:: Your instructions ::
Please rewrite the material starting at the beginning and ending at the line containing "[[155,144],[157,150],[179,148],[178,100],[155,100]]", with "upper cabinet" replaced by "wall cabinet" and everything else left unchanged.

:: Provided entries ::
----------

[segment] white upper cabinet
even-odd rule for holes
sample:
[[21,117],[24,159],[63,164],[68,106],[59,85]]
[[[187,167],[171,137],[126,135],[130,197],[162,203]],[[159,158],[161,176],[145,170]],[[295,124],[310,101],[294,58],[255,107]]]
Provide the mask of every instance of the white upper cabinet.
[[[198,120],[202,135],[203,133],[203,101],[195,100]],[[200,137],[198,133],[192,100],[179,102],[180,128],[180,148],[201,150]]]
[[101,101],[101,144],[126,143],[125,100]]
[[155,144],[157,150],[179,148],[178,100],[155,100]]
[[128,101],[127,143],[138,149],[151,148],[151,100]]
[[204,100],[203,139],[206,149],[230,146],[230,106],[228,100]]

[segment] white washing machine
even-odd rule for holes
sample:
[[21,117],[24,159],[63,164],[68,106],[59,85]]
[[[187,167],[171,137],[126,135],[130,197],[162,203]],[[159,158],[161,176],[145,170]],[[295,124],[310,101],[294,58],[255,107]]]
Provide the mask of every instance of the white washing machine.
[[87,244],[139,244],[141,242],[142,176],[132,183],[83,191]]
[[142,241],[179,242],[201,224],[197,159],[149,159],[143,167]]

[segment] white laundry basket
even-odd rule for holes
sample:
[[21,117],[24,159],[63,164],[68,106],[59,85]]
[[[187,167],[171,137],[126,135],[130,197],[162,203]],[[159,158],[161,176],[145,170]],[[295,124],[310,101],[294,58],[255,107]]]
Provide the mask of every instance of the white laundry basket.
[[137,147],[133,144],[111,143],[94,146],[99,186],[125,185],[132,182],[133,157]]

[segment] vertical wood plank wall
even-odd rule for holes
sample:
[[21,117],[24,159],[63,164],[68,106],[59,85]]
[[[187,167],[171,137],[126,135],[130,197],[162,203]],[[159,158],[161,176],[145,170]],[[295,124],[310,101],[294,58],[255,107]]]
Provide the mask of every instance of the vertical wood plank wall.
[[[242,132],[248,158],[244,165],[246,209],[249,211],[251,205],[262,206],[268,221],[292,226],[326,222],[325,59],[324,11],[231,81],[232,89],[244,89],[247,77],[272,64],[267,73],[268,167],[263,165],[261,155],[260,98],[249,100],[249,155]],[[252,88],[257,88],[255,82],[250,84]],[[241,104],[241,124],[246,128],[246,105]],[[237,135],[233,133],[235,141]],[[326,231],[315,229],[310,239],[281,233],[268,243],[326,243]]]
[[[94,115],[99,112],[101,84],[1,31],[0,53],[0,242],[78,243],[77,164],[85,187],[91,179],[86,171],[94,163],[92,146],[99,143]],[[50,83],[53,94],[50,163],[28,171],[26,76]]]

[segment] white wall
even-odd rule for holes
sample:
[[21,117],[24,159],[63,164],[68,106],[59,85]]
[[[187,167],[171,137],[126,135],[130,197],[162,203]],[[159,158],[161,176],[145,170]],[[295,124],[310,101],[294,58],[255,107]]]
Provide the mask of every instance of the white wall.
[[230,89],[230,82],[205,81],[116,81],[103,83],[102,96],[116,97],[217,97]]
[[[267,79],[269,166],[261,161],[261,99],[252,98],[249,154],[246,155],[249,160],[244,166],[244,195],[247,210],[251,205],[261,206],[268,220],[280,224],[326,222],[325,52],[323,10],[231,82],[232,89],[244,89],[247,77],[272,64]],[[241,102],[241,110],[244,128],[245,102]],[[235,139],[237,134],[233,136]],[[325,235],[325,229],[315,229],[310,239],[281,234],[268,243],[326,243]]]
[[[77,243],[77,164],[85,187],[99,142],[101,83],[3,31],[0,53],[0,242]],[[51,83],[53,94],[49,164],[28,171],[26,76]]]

----------

:: Right answer ::
[segment] white wall cabinet
even-odd rule for holes
sample:
[[21,117],[24,159],[63,164],[68,106],[59,85]]
[[[187,167],[171,137],[126,135],[130,197],[162,203]],[[159,158],[161,176],[145,170]],[[295,124],[310,101],[294,58],[255,107]]]
Provide the mask of every instance of the white wall cabinet.
[[[198,120],[202,135],[203,133],[203,101],[195,100]],[[200,137],[198,133],[192,100],[179,102],[180,128],[180,148],[201,150]]]
[[101,101],[101,144],[126,143],[125,100]]
[[155,144],[157,150],[179,148],[178,100],[155,100]]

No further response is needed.